### PASSAGE TO READ
He's right, the guys at gun ranges go way out of their way to help you out. You won't feel awkward, they're strangely interested in arming women.

Must mean they treat their women well 

Anyways, I tried out a .38 S&W and an HK 9mm. I liked the revolver better (the .38), I was more accurate with it and it had a bit less kickback. Either way, my delicate little girlie hands were bruised slightly when I was done. I'm still undecided on what I want to get and need to go back and try some different ones.

Tuesday night is ladies night at the range!

----------


## Conservative Christian

> I have wanted to buy a gun for the longest but I don't know what to get or where to get it. Is there a good place women can go to purchase weapons? I always get nervous around all the men at the gun counters and chicken out. I know its lame, but what can I say? I am small 5'2", but fit and honestly, will need some practice shooting I have only shot one gun, one time.


Just get your courage up and DO IT! 

Look in the yellow pages and find a few reputable gun shops in your area. 

Go during the day on a weekday, and there shouldn't be many people there at all. Don't go on Saturdays or during the evening, when they get most of their customers.

The guys working there should be more than happy to give you advice without being condescending. They want your business, so I'm highly doubtful they'd act like jerks.

Just tell them straight up that you're a beginner, and you're looking for a suitable handgun. Ask them about a concealed carry permit course, if ccp's are legal in your state. If not, ask about a gun safety course.

P.S.--Ignore the posters in this thread who suggested you buy a .357 Magnum. A .357 is one of the worst possible choices for a beginner, especially one of small physical stature. They have a substantial amount of recoil, and would be completely unsuitable for you.

----------


## Doktor_Jeep

Ok I have not read all of this thread but in general, as a firearms instructor, nothing gets me more riled up on a "guns for women" topic.
Why? Well if it's what I think you are thinking then get yer mind out of the gutter. That's not what I write about.

What I have seen is too many guys get off on handing their women (of whatever circumstance) some big bad gun and creating yet one more person who hates them or fears them.
I think there is a youtube out there somewhere showing a girl get smacked in the eye with a Desert Eagle in some high caliber.

My experience with the right way of matching the right woman to the right gun is to let them try out all sorts of guns and then teach them NOT what gun they need, but how to shop for a gun and deal with the dudes behind the counter who also get off on seeing a woman holding a large pistol.

For some reason I have seen more women prefer revolvers over automatics and have yet to discover why.

If there be any ladies here looking to find the right gun, then let me know and myself and some other operators can supply you with a collection of guns to try out, and also give you training from safety to defensive shooting tactics. We are in Western Washington state.

----------


## Conservative Christian

I agree with about everything you said, Doktor.

### RECORDED DATA
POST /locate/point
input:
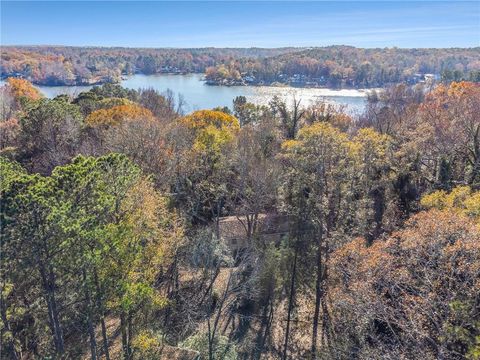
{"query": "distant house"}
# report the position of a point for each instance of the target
(234, 230)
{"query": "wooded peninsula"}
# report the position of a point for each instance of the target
(333, 66)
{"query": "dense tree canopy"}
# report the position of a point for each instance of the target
(131, 230)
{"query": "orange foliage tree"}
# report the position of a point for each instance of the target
(448, 131)
(416, 292)
(20, 88)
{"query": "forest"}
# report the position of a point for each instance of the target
(134, 230)
(333, 66)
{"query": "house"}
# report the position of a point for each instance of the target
(166, 352)
(269, 228)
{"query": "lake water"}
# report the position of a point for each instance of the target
(197, 95)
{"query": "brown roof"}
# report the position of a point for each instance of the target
(167, 352)
(236, 226)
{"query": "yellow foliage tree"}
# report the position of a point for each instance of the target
(212, 129)
(118, 114)
(461, 199)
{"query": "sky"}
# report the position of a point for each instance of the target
(241, 24)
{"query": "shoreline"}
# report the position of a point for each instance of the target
(274, 84)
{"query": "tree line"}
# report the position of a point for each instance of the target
(333, 66)
(112, 214)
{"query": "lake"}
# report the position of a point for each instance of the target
(197, 95)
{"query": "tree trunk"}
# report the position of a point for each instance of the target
(91, 331)
(290, 303)
(123, 330)
(11, 345)
(48, 283)
(318, 294)
(102, 316)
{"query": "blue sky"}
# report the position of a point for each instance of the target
(241, 24)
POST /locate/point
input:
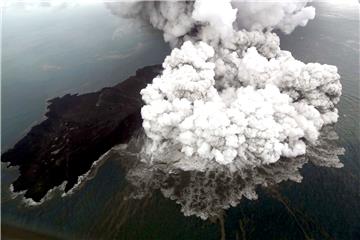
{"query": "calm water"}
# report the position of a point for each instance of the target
(325, 205)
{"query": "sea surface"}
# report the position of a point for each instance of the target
(50, 52)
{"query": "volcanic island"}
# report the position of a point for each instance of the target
(77, 131)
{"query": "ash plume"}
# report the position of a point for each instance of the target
(228, 95)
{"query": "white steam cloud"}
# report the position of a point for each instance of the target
(228, 95)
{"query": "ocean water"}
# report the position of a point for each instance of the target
(325, 205)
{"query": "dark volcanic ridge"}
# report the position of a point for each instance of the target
(78, 130)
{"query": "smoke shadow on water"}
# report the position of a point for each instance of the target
(224, 199)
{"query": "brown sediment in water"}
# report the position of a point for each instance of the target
(14, 232)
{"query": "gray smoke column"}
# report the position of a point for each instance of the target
(228, 94)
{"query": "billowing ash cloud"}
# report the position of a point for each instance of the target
(198, 192)
(228, 95)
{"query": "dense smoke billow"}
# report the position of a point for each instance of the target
(198, 193)
(228, 94)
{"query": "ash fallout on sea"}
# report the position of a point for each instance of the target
(228, 95)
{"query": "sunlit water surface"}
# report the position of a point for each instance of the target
(82, 49)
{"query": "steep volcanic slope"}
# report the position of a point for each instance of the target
(77, 131)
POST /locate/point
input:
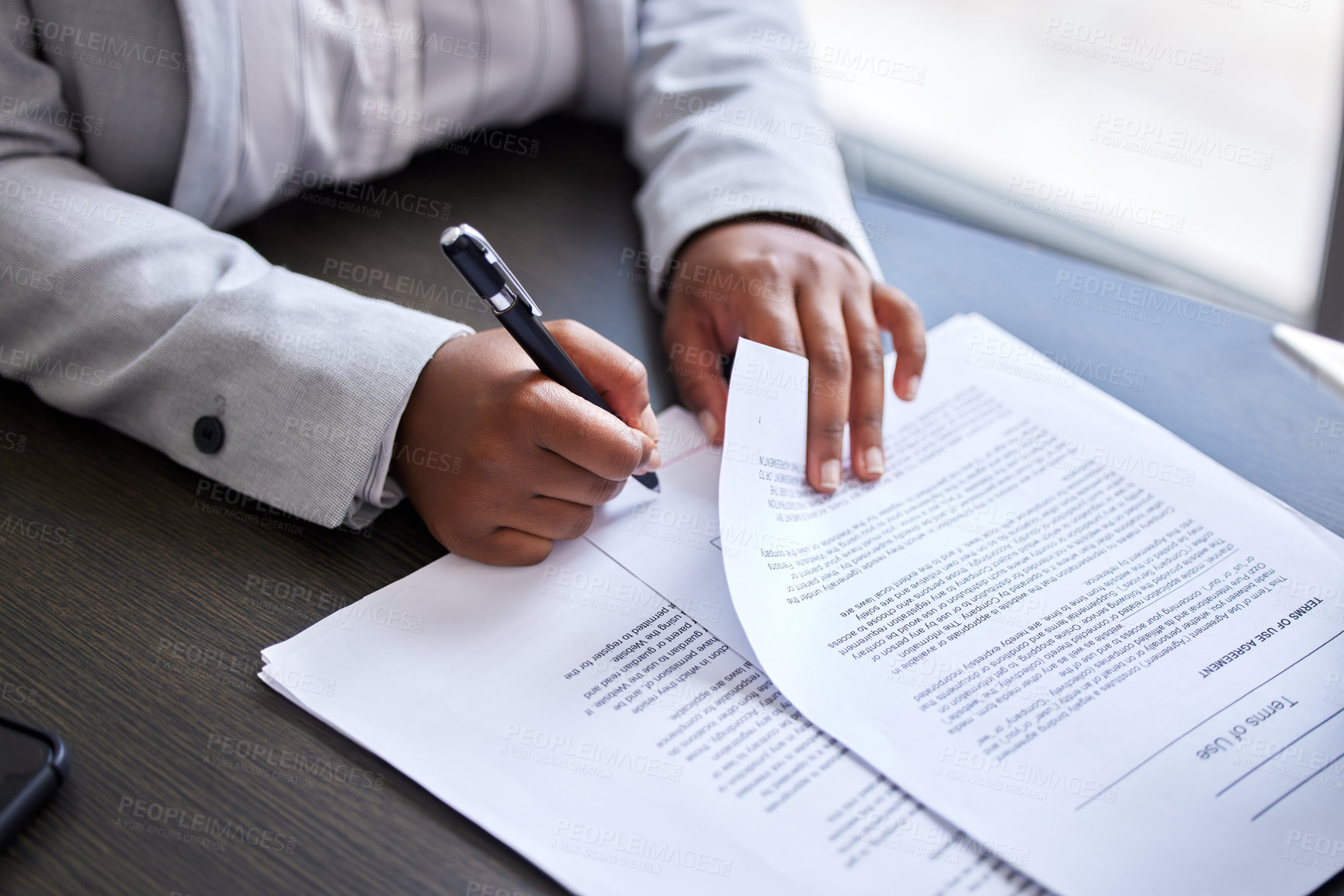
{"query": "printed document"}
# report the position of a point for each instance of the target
(606, 732)
(1051, 621)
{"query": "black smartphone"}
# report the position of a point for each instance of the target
(33, 765)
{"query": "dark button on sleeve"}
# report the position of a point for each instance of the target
(209, 434)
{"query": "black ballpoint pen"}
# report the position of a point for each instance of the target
(487, 273)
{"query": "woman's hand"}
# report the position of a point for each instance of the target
(500, 460)
(788, 288)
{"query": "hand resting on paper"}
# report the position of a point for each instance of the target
(790, 289)
(500, 460)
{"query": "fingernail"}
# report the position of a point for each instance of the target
(874, 461)
(831, 476)
(709, 425)
(649, 423)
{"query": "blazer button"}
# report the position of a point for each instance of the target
(209, 434)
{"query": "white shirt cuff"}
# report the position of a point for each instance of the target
(380, 492)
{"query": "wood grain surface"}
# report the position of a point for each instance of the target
(134, 621)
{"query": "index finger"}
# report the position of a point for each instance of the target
(617, 375)
(585, 434)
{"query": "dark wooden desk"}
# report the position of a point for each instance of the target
(137, 640)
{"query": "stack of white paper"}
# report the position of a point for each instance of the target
(593, 721)
(1053, 621)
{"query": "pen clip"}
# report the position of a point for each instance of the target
(494, 259)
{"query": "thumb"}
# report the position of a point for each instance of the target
(617, 375)
(696, 363)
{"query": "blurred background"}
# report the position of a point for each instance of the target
(1193, 143)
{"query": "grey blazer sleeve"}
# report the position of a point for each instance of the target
(724, 127)
(120, 309)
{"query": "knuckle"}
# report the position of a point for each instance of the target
(867, 419)
(566, 327)
(632, 373)
(766, 266)
(832, 358)
(867, 355)
(575, 523)
(601, 491)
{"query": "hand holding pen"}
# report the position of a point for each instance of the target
(500, 460)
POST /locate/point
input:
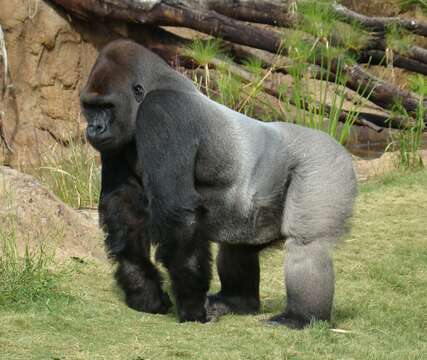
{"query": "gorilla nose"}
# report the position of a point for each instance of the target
(96, 128)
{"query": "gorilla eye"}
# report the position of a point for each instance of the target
(139, 92)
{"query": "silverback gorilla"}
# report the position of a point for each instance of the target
(180, 171)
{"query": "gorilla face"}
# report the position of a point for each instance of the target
(110, 102)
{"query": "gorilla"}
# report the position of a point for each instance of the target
(180, 171)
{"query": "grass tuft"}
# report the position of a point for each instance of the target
(26, 274)
(72, 173)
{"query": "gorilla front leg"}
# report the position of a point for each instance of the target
(238, 270)
(190, 272)
(141, 282)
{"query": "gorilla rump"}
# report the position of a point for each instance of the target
(180, 171)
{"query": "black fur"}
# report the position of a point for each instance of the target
(180, 171)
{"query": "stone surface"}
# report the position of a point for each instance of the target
(50, 56)
(31, 214)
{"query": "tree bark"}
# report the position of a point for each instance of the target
(205, 16)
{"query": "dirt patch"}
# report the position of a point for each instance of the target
(36, 216)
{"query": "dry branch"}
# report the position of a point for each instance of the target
(205, 16)
(379, 23)
(378, 57)
(5, 88)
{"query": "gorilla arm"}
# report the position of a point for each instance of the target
(121, 209)
(167, 144)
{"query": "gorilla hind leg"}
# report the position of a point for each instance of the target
(310, 283)
(238, 269)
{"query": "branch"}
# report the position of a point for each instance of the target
(177, 13)
(378, 57)
(379, 23)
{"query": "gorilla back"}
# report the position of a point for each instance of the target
(181, 170)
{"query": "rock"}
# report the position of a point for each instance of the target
(30, 213)
(50, 56)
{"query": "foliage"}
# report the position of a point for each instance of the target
(410, 140)
(26, 275)
(72, 173)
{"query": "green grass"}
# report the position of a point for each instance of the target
(381, 300)
(26, 267)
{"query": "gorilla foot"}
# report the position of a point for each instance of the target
(219, 305)
(149, 303)
(290, 320)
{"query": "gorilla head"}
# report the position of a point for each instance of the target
(112, 95)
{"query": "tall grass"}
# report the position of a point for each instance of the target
(320, 107)
(26, 275)
(72, 173)
(409, 141)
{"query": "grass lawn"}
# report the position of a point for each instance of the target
(381, 300)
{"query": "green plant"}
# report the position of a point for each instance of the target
(26, 275)
(409, 140)
(72, 173)
(406, 4)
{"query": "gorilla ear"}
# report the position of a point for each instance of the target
(139, 92)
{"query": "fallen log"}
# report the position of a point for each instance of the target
(378, 23)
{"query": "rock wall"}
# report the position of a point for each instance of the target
(50, 56)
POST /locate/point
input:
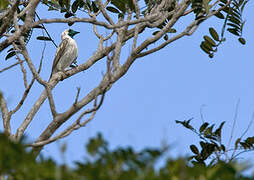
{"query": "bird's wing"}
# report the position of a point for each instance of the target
(59, 53)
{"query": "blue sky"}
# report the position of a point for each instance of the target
(141, 108)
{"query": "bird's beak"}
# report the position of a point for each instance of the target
(75, 32)
(72, 32)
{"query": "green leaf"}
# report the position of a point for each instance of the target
(43, 38)
(94, 7)
(250, 140)
(203, 126)
(237, 142)
(39, 27)
(242, 40)
(219, 15)
(209, 40)
(234, 31)
(210, 55)
(224, 1)
(74, 6)
(68, 14)
(12, 53)
(218, 131)
(165, 37)
(223, 148)
(112, 9)
(171, 30)
(207, 45)
(4, 4)
(234, 25)
(204, 48)
(214, 34)
(155, 32)
(194, 149)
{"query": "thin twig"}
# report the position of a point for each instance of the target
(234, 122)
(13, 65)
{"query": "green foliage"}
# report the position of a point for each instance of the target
(233, 23)
(211, 144)
(4, 4)
(120, 163)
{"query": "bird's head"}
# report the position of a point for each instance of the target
(69, 32)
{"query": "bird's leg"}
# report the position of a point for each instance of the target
(75, 64)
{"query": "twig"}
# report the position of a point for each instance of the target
(234, 122)
(9, 67)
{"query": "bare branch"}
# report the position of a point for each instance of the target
(13, 65)
(5, 117)
(77, 96)
(75, 126)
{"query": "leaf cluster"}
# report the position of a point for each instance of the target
(211, 146)
(233, 23)
(103, 163)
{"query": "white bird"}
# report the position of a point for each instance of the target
(67, 52)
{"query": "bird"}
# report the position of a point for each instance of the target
(66, 53)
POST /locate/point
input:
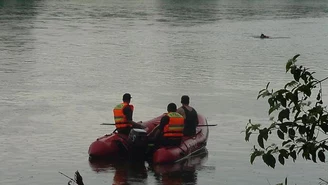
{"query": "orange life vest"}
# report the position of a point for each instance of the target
(175, 126)
(119, 117)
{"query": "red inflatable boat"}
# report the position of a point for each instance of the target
(116, 145)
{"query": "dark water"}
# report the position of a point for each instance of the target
(65, 64)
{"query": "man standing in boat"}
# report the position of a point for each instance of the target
(123, 116)
(170, 130)
(190, 116)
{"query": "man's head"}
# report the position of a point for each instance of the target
(127, 97)
(185, 100)
(172, 107)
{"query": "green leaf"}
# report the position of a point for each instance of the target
(260, 141)
(291, 133)
(284, 153)
(288, 64)
(293, 155)
(281, 159)
(322, 156)
(286, 181)
(286, 142)
(295, 57)
(283, 114)
(247, 135)
(280, 134)
(269, 160)
(283, 128)
(307, 90)
(291, 84)
(314, 155)
(302, 130)
(297, 74)
(253, 156)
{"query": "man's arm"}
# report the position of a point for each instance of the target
(158, 129)
(181, 111)
(127, 111)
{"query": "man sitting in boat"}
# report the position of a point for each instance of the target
(170, 130)
(123, 116)
(190, 116)
(264, 36)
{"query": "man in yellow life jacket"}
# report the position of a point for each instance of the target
(123, 113)
(170, 130)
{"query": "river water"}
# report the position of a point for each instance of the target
(65, 64)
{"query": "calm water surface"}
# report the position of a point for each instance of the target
(65, 64)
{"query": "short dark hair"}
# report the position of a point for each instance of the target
(185, 99)
(172, 107)
(127, 97)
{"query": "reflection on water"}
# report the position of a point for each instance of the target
(127, 172)
(64, 64)
(184, 172)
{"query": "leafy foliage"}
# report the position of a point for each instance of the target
(297, 122)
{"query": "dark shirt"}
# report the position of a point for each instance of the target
(167, 141)
(164, 121)
(127, 111)
(191, 122)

### TO BE DONE
(1) In the forum thread about buying a first gun, when does Conservative Christian suggest going to a gun shop to avoid crowds?
(2) Write the next part of the forum thread about buying a first gun, picking up after its final post.
The records aren't needed for anything here.

### THE RESULTS
(1) During the day on a weekday, not on Saturdays or in the evening.

(2)
The woman who started this thread is a beginner with no experience, and of small physical stature.

Yet at least a couple guys in this thread recommended a .357 Magnum to her. 

I wouldn't recommend a .357 Magnum to an average size male beginner! With its heavy recoil, it's simply not a beginner's weapon.

A .38 Special or 9mm is really all the gun the average woman needs. Loaded with jacketed hollow points, they're both very sufficient defensive firearms.

I believe a woman should decide for herself whether she wants a revolver or semi-auto.

----------


## Doktor_Jeep

A woman WILL decide the revolver-auto issue no matter what you do.

I think it was Mark Twain who said "Women and cats will always do whatever they please. Men and dogs need to get used to it".

I purchased and XD-9 for a woman once and she grew tired of it and comandeered an old Colt in .38 special. She used it once to chase an intruder out of her apartment. Though she was also naked at that time. What a sight that must have been.

----------


## pcosmar

This is one of the best resources about Guns For Women that I have found. It is written By a woman for women. There is also some advice for men.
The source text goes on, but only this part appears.